■ TASK TO COMPLETE
When you copy the entries, keep every word exactly as it stands.

[[ SUPPLIED RECORDS, beginning ]]

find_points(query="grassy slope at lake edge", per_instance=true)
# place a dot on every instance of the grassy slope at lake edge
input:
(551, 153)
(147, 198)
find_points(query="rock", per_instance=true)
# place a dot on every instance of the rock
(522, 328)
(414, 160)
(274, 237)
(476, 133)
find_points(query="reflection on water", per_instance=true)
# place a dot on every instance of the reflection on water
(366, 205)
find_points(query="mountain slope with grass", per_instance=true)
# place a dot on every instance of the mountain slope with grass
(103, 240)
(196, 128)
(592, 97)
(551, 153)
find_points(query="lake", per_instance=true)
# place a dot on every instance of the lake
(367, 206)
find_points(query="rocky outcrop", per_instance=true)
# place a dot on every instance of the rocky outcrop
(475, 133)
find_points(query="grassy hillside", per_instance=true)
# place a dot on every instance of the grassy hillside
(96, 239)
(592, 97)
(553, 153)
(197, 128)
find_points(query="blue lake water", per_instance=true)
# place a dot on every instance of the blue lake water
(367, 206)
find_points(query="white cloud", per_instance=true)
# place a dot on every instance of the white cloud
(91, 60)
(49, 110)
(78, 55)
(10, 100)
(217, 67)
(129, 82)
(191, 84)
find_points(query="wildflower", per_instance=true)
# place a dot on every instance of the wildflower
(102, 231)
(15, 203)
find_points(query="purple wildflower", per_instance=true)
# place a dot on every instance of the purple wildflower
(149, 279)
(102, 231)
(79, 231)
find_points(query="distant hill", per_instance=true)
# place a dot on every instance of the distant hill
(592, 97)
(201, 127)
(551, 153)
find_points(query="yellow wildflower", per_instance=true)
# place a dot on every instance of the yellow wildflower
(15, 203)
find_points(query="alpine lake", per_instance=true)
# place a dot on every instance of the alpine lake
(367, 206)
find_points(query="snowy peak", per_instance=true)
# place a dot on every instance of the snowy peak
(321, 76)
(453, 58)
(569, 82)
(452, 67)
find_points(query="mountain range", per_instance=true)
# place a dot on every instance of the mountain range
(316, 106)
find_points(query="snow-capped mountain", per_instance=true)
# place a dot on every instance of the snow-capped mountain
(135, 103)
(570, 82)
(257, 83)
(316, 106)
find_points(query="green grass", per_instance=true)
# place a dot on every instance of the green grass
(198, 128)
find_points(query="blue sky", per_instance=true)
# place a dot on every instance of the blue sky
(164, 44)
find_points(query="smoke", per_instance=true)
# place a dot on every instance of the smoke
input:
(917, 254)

[[ SUPPLIED RECORDS, end ]]

■ ANSWER TO THIS PROBLEM
find_points(query="grassy slope at lake edge", per_instance=true)
# place a dot on every instance of the grassy slope at lake edge
input:
(551, 153)
(147, 198)
find_points(query="rock", per_instance=true)
# place a dot on every instance of the rock
(522, 328)
(414, 160)
(274, 237)
(476, 133)
find_points(query="reflection on water", per_instance=true)
# place a dot on every instance of the reflection on water
(366, 205)
find_points(query="mountain slope with grass", per_instance=true)
# place a dot on every instance of the mountain slope with grass
(103, 240)
(196, 128)
(592, 97)
(551, 153)
find_points(query="lake", per_instance=true)
# place a dot on every instance of the lake
(367, 206)
find_points(query="rocky outcrop", per_instance=true)
# place a dot on every instance of the rocky outcrop
(475, 133)
find_points(query="grassy hillside", per_instance=true)
# place a dot on every instance of the grassy hillside
(96, 239)
(592, 97)
(553, 153)
(197, 128)
find_points(query="blue lake water", per_instance=true)
# place a dot on every instance of the blue lake water
(367, 206)
find_points(query="white cloud", per_instance=true)
# place a dot on every instance of the white cloud
(91, 60)
(49, 110)
(78, 55)
(10, 100)
(217, 67)
(129, 82)
(191, 84)
find_points(query="wildflower", per_instance=true)
# place a dot on every instance of the wildflower
(102, 231)
(15, 203)
find_points(query="purple wildflower", per_instance=true)
# place a dot on every instance of the purple wildflower
(149, 279)
(102, 231)
(79, 231)
find_points(query="distant hill", per_instance=true)
# place a dot on every instance of the distant hill
(592, 97)
(201, 127)
(551, 153)
find_points(query="yellow wildflower", per_instance=true)
# place a dot on every instance of the yellow wildflower
(15, 203)
find_points(query="alpine lake", per_instance=true)
# place a dot on every instance of the alpine lake
(367, 206)
find_points(query="snowy peak", per_instance=true)
# place a dot on every instance of the snowy peak
(321, 76)
(453, 58)
(569, 82)
(452, 67)
find_points(query="mountain range", per_instance=true)
# place a dot on every instance of the mountain range
(316, 106)
find_points(query="snow-capped mountain", per_instance=true)
# place a dot on every instance of the snow-capped mountain
(135, 103)
(570, 82)
(257, 83)
(316, 106)
find_points(query="green grass", per_instance=true)
# place a dot on every instance of the green grass
(198, 128)
find_points(query="blue sky", per_instance=true)
# place a dot on every instance of the blue sky
(164, 44)
find_points(query="smoke", per_instance=true)
# place a dot on every instance of the smoke
input:
(917, 254)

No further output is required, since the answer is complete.